=== TEXT UNDER STUDY ===
....

Black & White Publishing
- Founded: 1999
- Founder: Campbell Brown and Alison McBride
- Country of origin: United Kingdom
- Headquarters location: Edinburgh
- Distribution: Grantham Book Services
- Publication types: Books
- Imprints: Ink Road, Itchy Coo
- Official website: blackandwhitepublishing.com

= Black & White Publishing =

Publishing house in Edinburgh, Scotland

Black & White Publishing is an independent publishing house based in the Leith area of Edinburgh, Scotland. Since 1999, the company has produced a range of titles, with more than 350 in print, including over 50 in the award-winning Itchy Coo imprint, and their new imprint for young adult fiction, Ink Road. Books published include biography, sport, humour, general non-fiction, fiction, young adult fiction and children's books.

....

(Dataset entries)
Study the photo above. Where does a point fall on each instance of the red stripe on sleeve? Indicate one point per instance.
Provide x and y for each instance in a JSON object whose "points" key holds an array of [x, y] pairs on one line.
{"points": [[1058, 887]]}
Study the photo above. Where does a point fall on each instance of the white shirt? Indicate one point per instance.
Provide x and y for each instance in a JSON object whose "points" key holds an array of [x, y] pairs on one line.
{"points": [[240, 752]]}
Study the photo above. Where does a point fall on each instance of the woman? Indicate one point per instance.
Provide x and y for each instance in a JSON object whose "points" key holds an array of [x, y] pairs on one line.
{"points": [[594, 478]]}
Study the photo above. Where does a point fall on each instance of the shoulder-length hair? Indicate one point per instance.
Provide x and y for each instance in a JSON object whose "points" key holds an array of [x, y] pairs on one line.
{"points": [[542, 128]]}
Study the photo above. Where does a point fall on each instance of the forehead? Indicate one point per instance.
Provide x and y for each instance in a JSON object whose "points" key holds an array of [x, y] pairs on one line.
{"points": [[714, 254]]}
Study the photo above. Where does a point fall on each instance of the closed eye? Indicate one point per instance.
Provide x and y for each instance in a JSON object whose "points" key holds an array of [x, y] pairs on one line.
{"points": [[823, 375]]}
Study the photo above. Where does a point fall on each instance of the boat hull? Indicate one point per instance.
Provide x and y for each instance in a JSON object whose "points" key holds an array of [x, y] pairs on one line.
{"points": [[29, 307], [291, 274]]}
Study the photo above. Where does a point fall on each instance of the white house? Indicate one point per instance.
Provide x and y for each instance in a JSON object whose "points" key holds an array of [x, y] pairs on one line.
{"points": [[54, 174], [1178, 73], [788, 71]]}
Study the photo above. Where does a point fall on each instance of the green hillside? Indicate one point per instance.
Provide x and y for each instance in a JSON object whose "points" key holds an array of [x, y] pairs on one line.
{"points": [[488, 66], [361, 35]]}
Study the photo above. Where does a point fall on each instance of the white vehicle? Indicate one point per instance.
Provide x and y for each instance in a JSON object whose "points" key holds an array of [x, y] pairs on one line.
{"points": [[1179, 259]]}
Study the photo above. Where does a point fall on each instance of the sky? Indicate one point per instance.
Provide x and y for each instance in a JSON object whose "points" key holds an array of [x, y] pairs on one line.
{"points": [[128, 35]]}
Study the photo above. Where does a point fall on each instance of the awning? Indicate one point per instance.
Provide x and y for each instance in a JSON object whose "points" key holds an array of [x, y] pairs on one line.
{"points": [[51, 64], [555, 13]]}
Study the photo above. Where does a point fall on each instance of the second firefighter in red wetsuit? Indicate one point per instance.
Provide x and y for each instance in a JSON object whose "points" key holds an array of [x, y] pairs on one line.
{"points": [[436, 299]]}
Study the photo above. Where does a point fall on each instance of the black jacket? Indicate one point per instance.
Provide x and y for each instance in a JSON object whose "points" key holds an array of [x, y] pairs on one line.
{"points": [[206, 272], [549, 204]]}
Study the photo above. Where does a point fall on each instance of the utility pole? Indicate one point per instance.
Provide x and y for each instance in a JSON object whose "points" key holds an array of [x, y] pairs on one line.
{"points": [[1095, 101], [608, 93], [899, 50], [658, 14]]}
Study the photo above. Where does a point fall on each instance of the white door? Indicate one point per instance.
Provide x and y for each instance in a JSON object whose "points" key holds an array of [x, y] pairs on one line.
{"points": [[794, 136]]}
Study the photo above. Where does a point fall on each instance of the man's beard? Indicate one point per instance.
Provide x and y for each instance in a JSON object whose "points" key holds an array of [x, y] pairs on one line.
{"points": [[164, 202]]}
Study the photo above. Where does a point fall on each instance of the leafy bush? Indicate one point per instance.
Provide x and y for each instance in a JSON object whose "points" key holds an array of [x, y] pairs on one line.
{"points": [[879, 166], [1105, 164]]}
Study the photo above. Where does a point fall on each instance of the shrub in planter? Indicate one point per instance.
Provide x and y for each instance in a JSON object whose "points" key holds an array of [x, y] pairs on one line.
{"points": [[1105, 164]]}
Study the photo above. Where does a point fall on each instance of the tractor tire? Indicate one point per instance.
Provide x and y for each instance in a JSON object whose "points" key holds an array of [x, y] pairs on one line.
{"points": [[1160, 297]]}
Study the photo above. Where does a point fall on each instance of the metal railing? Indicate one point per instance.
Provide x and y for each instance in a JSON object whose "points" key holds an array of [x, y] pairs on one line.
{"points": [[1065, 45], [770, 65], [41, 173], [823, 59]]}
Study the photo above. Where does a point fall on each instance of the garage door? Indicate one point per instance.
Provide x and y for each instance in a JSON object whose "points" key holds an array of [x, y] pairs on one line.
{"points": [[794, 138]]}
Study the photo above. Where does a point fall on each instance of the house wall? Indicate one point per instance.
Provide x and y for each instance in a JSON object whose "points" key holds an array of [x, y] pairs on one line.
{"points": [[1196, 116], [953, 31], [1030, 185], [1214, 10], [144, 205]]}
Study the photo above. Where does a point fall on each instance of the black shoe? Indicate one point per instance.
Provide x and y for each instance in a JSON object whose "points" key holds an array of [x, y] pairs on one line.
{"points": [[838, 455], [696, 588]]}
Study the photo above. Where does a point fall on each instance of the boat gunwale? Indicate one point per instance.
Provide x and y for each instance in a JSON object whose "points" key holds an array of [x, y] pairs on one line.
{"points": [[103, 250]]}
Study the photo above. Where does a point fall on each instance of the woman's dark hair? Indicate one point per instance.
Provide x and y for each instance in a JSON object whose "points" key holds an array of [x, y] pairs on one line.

....

=== ACTIVITY LIST ===
1 – In the text on Black & White Publishing, what area of Edinburgh is the company based in?
2 – Render this sentence from the text on Black & White Publishing in Spanish: "Books published include biography, sport, humour, general non-fiction, fiction, young adult fiction and children's books."
3 – Pick up the text on Black & White Publishing after its last sentence and carry it forward.

=== ANSWERS BY TASK ===
1 – Leith

2 – Entre los libros publicados hay biografías, deporte, humor, no ficción general, ficción, ficción juvenil y libros infantiles.

3 –
== History ==
Set up in 2002 with initial funding from the Scottish Arts Council, the Itchy Coo imprint began as a partnership between the publisher and a group of three writers (Matthew Fitt, James Robertson and Susan Rennie). Itchy Coo publishes books in Scots for children and is the primary provider of educational material in the language, a Scottish Arts Council report stating that "There has never before been such a significant and concentrated input of Scots language materials into schools". Creative Scotland awarded funding for several titles. Until 2011 Itchy Coo ran an education and outreach programme, delivering 500 in-service training sessions to teachers and visiting 1000 schools. A Scottish Government ministerial working group report stated in 2010 that "The Itchy Coo project has been the main driver of change for Scots since 2002 and has brought about a huge shift in attitudes towards the language in education". Itchy Coo publish translations into Scots of such authors as Raymond Briggs, Roald Dahl, Julia Donaldson, Jean-Yves Ferri (Asterix), Jeff Kinney, A. A. Milne, J. K. Rowling, Alexander McCall Smith, Robert Louis Stevenson and David Walliams. Dahl's The Eejits and Geordie's Mingin Medicine attained number one bestseller in Scotland.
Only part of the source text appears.